**Brief**
Each line from the one that contains "and white circular" to the end of the material must be quoted exactly; include both end lines and nothing else.
━━━━━━━━━━━━━━━━━━━━
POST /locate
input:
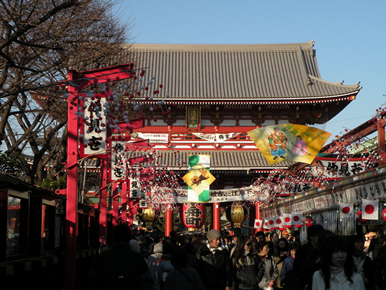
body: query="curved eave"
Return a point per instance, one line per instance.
(311, 100)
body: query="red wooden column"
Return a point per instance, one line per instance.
(72, 184)
(132, 211)
(381, 138)
(115, 203)
(103, 202)
(258, 217)
(82, 80)
(168, 220)
(216, 215)
(125, 200)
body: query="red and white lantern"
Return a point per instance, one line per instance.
(193, 215)
(309, 222)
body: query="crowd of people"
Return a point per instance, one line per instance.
(265, 260)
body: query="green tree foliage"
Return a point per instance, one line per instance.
(40, 40)
(12, 163)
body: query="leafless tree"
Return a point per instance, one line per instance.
(40, 41)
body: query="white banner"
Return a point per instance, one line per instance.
(94, 131)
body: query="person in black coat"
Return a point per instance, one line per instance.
(363, 263)
(248, 267)
(120, 266)
(302, 254)
(213, 263)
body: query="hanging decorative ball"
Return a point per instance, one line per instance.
(299, 226)
(309, 222)
(236, 214)
(193, 215)
(359, 217)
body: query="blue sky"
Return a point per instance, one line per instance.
(350, 37)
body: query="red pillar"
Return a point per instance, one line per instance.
(258, 216)
(115, 203)
(125, 200)
(131, 211)
(216, 214)
(168, 220)
(72, 185)
(103, 202)
(381, 139)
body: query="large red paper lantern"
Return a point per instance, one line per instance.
(193, 215)
(236, 214)
(359, 217)
(299, 226)
(384, 214)
(309, 222)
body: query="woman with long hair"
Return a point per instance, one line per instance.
(363, 263)
(337, 269)
(271, 273)
(248, 268)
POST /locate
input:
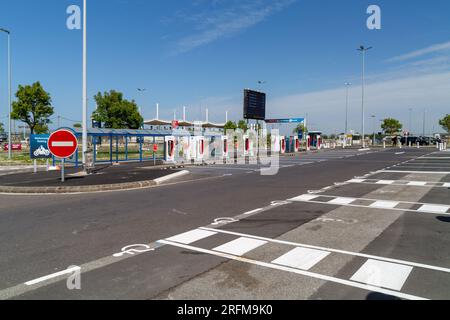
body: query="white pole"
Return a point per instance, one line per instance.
(363, 92)
(9, 96)
(84, 83)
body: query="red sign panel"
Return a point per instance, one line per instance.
(62, 144)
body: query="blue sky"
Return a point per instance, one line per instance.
(203, 53)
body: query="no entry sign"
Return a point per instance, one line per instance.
(62, 144)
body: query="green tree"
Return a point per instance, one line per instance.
(41, 129)
(115, 112)
(391, 126)
(33, 106)
(300, 128)
(242, 124)
(230, 125)
(445, 123)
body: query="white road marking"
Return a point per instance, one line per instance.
(296, 271)
(356, 181)
(305, 197)
(385, 182)
(53, 275)
(192, 236)
(383, 274)
(240, 246)
(417, 183)
(63, 144)
(411, 171)
(356, 254)
(253, 211)
(301, 258)
(384, 204)
(434, 208)
(341, 201)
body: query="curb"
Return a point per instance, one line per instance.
(94, 188)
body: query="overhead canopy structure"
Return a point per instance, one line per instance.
(157, 122)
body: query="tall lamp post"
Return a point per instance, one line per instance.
(347, 85)
(363, 50)
(142, 91)
(84, 121)
(373, 118)
(9, 91)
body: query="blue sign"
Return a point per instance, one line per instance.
(39, 146)
(292, 120)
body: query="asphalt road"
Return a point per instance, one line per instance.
(381, 232)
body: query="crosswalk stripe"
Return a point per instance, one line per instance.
(192, 236)
(240, 246)
(301, 258)
(383, 274)
(296, 271)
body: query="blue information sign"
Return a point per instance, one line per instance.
(39, 146)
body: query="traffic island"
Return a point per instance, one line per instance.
(106, 178)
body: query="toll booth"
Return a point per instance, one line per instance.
(169, 149)
(282, 145)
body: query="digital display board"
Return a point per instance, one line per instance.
(254, 105)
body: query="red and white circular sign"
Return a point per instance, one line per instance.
(63, 144)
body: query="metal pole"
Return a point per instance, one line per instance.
(62, 170)
(346, 108)
(424, 122)
(363, 110)
(84, 83)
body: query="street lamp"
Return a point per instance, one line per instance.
(9, 91)
(373, 118)
(363, 50)
(84, 120)
(347, 85)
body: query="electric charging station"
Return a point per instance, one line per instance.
(198, 144)
(282, 145)
(275, 143)
(225, 149)
(169, 147)
(295, 144)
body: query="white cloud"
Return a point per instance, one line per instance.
(422, 52)
(213, 25)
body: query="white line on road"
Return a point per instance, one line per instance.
(296, 271)
(355, 254)
(53, 275)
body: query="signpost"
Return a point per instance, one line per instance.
━━━━━━━━━━━━━━━━━━━━
**Finished task**
body: query="red and white circular sign"
Return a point per instance, one line per instance.
(63, 144)
body: query="metal pole"
Return a point per instance, one line per instance.
(62, 170)
(346, 108)
(424, 122)
(363, 110)
(84, 83)
body: query="street lamp"
Return a point per instance, one line per instance.
(9, 91)
(373, 118)
(363, 50)
(84, 120)
(347, 85)
body: query="electric charging station"
Return a point per instance, one line per instance.
(198, 144)
(282, 145)
(275, 143)
(225, 149)
(169, 147)
(295, 144)
body: query="white cloud"
Return a point per instance, one line per instance.
(422, 52)
(213, 25)
body: query="white line on road"
Return a point per instance, one line per instance.
(296, 271)
(355, 254)
(53, 275)
body: query="signpost"
Return a point per instance, one line per instance.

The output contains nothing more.